**Set exercise**
Lay out the lines below as a Markdown table with the columns "Row" and "Line text," numbering each row and leaving out any blank lines.

Records taken from a data source

***

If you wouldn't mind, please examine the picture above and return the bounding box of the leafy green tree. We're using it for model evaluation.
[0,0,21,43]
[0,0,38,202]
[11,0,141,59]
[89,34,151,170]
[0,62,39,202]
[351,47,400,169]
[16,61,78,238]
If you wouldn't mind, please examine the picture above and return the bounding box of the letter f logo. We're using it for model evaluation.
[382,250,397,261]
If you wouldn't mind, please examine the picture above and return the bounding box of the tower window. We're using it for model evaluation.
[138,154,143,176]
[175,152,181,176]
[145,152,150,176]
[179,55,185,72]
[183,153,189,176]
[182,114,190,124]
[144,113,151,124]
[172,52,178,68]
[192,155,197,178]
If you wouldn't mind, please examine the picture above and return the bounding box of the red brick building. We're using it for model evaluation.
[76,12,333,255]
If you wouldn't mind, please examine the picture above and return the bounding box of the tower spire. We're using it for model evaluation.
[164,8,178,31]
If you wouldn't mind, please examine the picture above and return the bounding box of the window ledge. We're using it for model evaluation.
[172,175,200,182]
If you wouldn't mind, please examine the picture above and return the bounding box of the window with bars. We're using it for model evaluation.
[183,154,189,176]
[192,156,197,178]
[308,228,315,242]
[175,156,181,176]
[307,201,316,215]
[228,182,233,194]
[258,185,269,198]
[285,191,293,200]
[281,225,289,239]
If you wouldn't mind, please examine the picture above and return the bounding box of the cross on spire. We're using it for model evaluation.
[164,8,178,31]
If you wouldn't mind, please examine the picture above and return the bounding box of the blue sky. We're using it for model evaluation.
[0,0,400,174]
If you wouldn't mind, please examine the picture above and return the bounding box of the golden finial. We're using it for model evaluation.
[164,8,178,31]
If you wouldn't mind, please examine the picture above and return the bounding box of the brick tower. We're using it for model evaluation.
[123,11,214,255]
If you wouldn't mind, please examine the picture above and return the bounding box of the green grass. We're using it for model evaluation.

***

**Task output**
| Row | Line text |
|---|---|
| 1 | If you wouldn't mind, please examine the picture above and return the bounding box of the leafy green tree. We're using it for model evaluation. |
| 2 | [0,0,21,43] |
| 3 | [0,0,38,202] |
| 4 | [11,0,141,59] |
| 5 | [89,34,151,170] |
| 6 | [0,62,39,202] |
| 7 | [351,47,400,169] |
| 8 | [16,61,78,238] |
| 9 | If you wouldn't mind, please examine the picture above and return the bounding box of the letter f logo. We're using it for model evaluation. |
| 10 | [382,250,397,261] |
| 11 | If you wouldn't mind, please examine the picture above and return the bounding box of the tower window. We're using it for model evaluation. |
| 12 | [138,154,143,176] |
| 13 | [175,152,181,176] |
| 14 | [145,152,150,176] |
| 15 | [179,55,185,72] |
| 16 | [183,153,189,176] |
| 17 | [182,114,190,124] |
| 18 | [144,113,151,124] |
| 19 | [172,52,178,68] |
| 20 | [192,155,197,178] |
| 21 | If you wouldn't mind, please examine the picture above and return the bounding box of the red brick building. We're using it for model evaluation. |
| 22 | [76,12,333,255] |
| 23 | If you wouldn't mind, please examine the picture above and return the bounding box of the tower spire. We're using it for model evaluation. |
| 24 | [164,8,178,31] |
| 25 | If you wouldn't mind, please examine the picture above and return the bounding box of the window ledge. We're using it for model evaluation. |
| 26 | [172,175,200,182] |
| 27 | If you wouldn't mind, please examine the picture above and return the bounding box of the window with bars. We're using it for model evaluation. |
| 28 | [183,154,189,176] |
| 29 | [192,156,197,178] |
| 30 | [308,228,315,242] |
| 31 | [175,156,181,176] |
| 32 | [307,201,316,215] |
| 33 | [228,182,233,194] |
| 34 | [258,185,269,198] |
| 35 | [285,191,293,200] |
| 36 | [281,225,289,239] |
| 37 | If you wouldn't mind, please examine the picture above and return the bounding box of the cross on spire. We're using it for model evaluation. |
| 38 | [164,8,178,31] |
| 39 | If you wouldn't mind, please examine the picture above and return the bounding box of the blue sky. We're using it for model evaluation. |
| 40 | [0,0,400,174] |
| 41 | If you wouldn't mind, please examine the picture above and return the bounding box of the golden finial. We're using it for model evaluation. |
| 42 | [164,8,178,31] |
| 43 | If you wouldn't mind, please examine the picture above and return the bounding box of the brick tower. We're using it for model evaluation. |
| 44 | [123,11,214,255] |
| 45 | If you wouldn't mind, please examine the picture above and return the bounding box of the green grass. We're using it for model evaluation. |